=== Set problem ===
The required output consists solely of the lines from the line containing "Could you point at the green leaf" through the end of the records, copied exactly.

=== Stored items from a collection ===
━━━━
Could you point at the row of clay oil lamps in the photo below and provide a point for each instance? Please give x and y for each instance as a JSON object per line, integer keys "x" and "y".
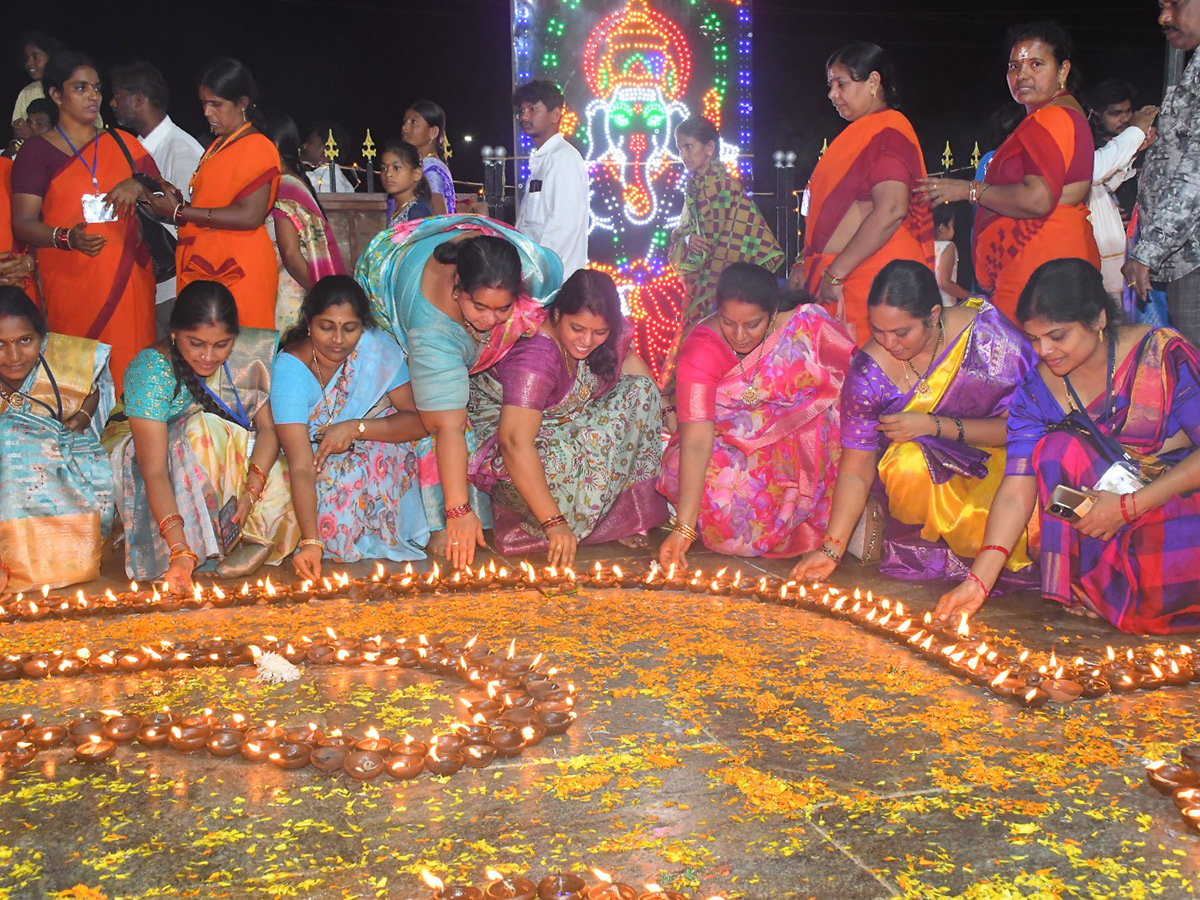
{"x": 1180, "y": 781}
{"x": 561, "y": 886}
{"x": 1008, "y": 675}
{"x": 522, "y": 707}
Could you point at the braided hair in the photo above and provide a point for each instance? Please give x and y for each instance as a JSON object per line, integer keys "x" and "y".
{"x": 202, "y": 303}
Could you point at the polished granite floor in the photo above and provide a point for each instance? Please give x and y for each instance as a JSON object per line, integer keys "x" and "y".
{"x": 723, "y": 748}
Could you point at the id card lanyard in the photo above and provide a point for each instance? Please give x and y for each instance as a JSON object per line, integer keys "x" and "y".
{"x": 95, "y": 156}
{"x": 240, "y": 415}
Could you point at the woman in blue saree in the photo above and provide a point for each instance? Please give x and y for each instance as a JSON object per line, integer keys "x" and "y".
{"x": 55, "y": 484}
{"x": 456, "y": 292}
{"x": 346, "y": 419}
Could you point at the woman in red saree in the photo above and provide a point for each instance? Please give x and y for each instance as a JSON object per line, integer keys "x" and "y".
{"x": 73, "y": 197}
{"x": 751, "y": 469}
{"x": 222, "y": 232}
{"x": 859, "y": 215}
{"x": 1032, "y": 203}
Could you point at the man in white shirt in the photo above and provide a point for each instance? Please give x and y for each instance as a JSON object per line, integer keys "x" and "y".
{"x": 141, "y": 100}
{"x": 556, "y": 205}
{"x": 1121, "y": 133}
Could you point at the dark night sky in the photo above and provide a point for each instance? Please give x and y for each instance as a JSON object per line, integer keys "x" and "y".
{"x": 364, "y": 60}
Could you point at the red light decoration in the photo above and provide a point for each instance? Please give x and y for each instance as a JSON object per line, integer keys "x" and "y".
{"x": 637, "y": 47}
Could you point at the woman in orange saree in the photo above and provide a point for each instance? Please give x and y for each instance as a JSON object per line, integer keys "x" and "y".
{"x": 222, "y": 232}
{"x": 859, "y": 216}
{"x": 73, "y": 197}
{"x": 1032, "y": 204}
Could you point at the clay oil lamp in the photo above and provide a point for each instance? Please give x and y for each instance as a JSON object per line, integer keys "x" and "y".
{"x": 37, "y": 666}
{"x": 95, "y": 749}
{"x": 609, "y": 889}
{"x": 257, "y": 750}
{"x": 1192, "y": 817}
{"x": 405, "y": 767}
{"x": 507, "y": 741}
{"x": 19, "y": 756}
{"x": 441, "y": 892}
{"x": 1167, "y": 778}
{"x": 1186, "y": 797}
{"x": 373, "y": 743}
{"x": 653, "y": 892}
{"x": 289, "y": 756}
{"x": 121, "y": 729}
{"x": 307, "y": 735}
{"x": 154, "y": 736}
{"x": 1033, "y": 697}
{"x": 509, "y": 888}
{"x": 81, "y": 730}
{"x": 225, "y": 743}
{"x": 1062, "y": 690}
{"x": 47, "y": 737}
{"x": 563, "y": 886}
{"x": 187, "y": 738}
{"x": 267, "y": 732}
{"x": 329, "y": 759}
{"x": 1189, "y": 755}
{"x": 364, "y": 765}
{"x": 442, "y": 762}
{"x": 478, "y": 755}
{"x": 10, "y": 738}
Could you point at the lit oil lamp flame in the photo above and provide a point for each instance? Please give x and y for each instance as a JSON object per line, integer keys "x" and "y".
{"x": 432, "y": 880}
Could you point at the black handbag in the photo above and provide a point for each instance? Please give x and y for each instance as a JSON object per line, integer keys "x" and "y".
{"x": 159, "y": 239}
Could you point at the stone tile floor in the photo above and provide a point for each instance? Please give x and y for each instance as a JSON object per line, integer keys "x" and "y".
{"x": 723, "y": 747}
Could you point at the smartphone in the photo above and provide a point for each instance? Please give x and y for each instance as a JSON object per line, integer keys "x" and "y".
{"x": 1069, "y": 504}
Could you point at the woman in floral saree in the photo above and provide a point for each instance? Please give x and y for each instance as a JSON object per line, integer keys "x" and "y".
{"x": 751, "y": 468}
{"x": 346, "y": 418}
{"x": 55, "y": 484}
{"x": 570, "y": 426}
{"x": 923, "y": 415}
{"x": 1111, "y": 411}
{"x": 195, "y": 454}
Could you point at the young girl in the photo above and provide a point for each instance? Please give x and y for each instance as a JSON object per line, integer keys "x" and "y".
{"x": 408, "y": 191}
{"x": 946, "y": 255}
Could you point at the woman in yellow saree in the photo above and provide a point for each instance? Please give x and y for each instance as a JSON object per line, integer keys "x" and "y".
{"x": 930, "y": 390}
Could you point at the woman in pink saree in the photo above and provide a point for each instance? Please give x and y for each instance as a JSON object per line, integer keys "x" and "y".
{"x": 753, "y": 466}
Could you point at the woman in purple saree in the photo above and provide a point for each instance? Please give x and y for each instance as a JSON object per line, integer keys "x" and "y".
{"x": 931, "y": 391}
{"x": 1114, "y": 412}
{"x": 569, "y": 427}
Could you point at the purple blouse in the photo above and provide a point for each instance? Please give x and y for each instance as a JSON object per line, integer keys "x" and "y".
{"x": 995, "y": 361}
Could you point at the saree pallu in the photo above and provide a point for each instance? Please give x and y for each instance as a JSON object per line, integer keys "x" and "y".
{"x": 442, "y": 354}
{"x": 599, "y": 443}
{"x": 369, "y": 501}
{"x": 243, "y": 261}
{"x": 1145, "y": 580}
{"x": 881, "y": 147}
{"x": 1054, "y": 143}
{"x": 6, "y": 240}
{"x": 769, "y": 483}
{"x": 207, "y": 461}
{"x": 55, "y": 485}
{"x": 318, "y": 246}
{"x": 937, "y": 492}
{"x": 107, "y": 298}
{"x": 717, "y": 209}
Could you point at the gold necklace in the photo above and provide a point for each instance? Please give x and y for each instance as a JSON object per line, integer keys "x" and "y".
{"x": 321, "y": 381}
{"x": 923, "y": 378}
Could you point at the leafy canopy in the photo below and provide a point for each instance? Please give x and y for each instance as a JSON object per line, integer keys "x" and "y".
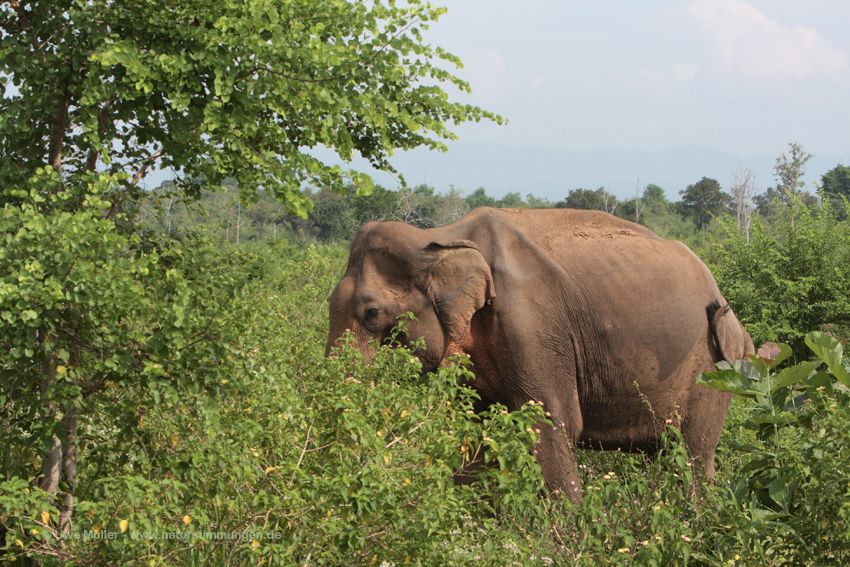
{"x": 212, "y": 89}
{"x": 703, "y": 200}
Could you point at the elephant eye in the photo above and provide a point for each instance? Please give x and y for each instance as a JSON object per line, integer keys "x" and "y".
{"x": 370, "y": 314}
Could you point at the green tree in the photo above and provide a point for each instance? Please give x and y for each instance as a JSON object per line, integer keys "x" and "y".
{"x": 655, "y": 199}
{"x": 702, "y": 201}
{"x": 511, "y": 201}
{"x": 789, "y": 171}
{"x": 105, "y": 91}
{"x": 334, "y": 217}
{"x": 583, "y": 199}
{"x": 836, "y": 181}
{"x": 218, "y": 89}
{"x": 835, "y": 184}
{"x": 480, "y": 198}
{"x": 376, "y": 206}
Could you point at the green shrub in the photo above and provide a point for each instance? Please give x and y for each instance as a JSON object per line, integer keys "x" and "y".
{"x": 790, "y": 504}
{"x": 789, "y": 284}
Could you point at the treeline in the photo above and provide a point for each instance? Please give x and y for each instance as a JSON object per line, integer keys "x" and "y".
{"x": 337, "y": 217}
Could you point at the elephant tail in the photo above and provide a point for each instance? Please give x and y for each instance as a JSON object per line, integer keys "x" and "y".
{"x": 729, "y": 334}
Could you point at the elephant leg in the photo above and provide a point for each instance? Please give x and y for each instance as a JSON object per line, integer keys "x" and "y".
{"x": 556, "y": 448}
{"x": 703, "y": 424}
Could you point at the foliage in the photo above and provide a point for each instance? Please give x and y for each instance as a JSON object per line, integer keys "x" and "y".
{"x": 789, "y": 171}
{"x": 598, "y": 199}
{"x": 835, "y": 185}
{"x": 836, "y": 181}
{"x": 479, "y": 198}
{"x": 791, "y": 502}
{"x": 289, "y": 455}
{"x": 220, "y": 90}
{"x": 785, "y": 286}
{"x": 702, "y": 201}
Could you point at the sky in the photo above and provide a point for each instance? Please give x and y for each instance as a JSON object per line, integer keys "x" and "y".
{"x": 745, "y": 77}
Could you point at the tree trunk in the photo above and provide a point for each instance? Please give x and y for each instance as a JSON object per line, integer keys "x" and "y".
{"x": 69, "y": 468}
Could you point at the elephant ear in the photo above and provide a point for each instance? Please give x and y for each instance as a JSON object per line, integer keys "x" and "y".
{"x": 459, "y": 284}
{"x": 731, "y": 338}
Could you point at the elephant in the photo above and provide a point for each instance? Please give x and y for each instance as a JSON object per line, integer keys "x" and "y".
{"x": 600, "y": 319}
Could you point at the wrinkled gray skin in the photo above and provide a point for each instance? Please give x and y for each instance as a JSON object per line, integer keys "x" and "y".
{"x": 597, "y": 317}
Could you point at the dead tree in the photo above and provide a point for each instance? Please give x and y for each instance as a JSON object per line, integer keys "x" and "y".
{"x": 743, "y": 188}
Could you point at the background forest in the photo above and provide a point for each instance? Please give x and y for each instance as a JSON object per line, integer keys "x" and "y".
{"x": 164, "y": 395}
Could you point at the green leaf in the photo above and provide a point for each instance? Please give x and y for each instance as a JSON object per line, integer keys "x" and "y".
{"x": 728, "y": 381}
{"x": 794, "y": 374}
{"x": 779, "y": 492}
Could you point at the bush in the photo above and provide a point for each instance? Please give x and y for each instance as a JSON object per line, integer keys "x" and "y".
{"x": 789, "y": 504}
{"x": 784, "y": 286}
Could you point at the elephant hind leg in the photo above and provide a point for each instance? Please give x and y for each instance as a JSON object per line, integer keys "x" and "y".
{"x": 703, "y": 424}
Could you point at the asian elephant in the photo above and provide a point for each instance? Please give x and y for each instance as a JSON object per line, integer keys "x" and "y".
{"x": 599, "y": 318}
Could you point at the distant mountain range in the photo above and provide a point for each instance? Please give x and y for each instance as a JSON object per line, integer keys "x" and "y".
━━━━
=== Right answer ===
Could you point at the green leaf in the photo above and provide a point for each instance? Please give x and y for each instance as a JSON object per line, integer keys "x" and "y".
{"x": 728, "y": 381}
{"x": 794, "y": 374}
{"x": 779, "y": 492}
Could you point at the bush in the photo above and provide a point for each instance? Please give x and y for each instance as a JSON object per line, integer keys "x" and "y".
{"x": 789, "y": 504}
{"x": 784, "y": 286}
Could you point at the elephant hind leg in the photo above and provide a point for each instance? Please give x and y for each instance as a JSON object per line, integer keys "x" and "y".
{"x": 703, "y": 424}
Could you point at the asian elephant in the photo above and provide a point for each instance? Please give x and y for each instance as a JSON object per line, integer keys "x" and "y".
{"x": 599, "y": 318}
Could you point at the distant mountain range in the photo above and provide a point for each instance? Please give x and y for each instance as a JSON object per line, integer keys "x" and "y".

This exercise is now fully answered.